WHAT IS EXPECTED:
Work through the data below and give the number of lines holding the word "radiator", without any other text.

RECORDED INFORMATION:

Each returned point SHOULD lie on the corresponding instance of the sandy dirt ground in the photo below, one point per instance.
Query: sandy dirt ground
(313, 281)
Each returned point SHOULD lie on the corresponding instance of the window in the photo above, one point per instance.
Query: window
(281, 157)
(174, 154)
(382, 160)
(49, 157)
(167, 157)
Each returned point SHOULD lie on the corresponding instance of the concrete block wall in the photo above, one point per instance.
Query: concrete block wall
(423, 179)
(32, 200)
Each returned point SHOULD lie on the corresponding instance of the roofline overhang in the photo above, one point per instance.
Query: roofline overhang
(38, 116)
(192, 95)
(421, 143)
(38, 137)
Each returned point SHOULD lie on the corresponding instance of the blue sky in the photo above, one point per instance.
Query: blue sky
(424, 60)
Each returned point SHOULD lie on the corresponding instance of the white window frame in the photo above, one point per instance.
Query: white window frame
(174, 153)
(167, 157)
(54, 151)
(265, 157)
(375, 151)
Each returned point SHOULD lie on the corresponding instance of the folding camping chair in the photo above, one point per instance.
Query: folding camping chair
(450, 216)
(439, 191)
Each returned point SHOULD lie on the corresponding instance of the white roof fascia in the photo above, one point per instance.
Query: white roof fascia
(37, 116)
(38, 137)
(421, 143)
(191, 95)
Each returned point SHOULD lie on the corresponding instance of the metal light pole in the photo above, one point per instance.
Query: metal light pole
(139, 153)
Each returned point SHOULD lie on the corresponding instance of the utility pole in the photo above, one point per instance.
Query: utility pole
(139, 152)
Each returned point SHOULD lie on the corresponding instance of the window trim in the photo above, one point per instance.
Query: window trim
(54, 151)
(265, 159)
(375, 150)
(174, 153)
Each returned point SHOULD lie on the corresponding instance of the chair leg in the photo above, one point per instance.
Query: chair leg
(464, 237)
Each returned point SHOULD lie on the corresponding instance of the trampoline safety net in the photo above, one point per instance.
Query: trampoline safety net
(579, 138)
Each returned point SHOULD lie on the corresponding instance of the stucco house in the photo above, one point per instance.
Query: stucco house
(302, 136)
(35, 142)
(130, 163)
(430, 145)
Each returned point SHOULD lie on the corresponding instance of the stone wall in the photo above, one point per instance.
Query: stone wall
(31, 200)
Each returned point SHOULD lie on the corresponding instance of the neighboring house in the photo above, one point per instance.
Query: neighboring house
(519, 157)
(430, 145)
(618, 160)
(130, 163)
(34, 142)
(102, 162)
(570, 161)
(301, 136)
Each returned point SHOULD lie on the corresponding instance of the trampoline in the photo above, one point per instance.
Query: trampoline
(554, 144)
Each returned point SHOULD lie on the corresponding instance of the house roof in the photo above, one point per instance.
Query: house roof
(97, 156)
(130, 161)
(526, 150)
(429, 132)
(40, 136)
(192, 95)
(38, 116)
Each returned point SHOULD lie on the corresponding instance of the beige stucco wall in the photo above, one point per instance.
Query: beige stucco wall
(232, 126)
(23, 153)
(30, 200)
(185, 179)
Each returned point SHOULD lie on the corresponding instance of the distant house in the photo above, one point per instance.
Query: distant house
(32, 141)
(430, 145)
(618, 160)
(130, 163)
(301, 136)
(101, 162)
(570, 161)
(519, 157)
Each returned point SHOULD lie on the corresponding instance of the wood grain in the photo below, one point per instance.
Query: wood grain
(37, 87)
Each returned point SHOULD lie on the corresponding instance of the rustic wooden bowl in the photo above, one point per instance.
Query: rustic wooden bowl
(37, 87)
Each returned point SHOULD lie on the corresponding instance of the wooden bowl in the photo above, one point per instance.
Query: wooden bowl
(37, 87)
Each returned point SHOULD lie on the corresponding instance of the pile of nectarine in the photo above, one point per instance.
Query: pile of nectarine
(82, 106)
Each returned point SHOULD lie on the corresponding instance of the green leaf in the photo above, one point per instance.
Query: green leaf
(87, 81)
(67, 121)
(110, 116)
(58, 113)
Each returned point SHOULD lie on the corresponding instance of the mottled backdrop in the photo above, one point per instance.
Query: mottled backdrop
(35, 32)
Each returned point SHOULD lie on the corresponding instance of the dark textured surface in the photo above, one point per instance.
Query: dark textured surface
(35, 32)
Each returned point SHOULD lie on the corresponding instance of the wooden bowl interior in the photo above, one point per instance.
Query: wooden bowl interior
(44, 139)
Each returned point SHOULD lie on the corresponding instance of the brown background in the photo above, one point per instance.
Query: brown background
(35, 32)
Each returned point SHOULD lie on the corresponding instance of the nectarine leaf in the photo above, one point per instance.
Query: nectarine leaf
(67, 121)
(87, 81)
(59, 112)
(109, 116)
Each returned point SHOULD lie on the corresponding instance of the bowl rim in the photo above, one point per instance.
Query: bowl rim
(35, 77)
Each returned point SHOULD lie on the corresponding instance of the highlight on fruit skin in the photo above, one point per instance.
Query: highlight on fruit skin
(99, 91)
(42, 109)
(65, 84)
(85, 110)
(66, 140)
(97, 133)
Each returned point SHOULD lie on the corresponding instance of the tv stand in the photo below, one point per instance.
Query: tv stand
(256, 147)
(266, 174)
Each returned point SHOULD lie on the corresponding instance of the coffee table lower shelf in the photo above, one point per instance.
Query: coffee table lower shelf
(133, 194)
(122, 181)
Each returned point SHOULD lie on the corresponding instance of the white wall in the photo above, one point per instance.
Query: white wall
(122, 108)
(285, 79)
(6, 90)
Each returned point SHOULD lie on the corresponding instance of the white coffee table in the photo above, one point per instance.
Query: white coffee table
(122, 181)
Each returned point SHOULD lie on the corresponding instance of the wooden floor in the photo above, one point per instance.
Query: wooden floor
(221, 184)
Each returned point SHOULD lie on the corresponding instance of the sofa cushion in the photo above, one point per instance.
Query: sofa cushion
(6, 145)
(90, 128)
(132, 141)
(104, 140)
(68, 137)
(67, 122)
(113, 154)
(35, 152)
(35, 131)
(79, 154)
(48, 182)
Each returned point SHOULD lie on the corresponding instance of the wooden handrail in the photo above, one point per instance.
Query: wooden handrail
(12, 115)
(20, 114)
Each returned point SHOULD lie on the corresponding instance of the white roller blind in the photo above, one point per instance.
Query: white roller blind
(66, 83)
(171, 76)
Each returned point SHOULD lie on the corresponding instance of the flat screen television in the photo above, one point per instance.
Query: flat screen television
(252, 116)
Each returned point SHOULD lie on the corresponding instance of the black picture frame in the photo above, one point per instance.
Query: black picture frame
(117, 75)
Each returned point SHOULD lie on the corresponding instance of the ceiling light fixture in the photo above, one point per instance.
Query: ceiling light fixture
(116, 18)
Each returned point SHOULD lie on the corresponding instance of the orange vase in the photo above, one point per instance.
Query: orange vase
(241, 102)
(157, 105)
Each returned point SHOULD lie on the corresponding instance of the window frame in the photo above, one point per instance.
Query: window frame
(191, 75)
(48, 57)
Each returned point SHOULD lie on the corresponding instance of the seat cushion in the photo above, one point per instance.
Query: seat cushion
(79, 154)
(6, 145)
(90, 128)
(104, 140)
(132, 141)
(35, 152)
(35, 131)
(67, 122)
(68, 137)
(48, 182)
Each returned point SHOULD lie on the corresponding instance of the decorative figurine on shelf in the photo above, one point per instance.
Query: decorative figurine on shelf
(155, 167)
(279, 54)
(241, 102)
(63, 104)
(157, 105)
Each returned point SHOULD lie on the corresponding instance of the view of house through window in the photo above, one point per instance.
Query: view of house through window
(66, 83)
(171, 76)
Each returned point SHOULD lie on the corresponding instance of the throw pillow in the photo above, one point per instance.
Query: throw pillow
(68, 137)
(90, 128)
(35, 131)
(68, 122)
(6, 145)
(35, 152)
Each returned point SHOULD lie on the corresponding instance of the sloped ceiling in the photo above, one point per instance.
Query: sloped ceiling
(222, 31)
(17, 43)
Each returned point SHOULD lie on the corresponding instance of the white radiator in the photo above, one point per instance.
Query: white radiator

OUTPUT OF THE TASK:
2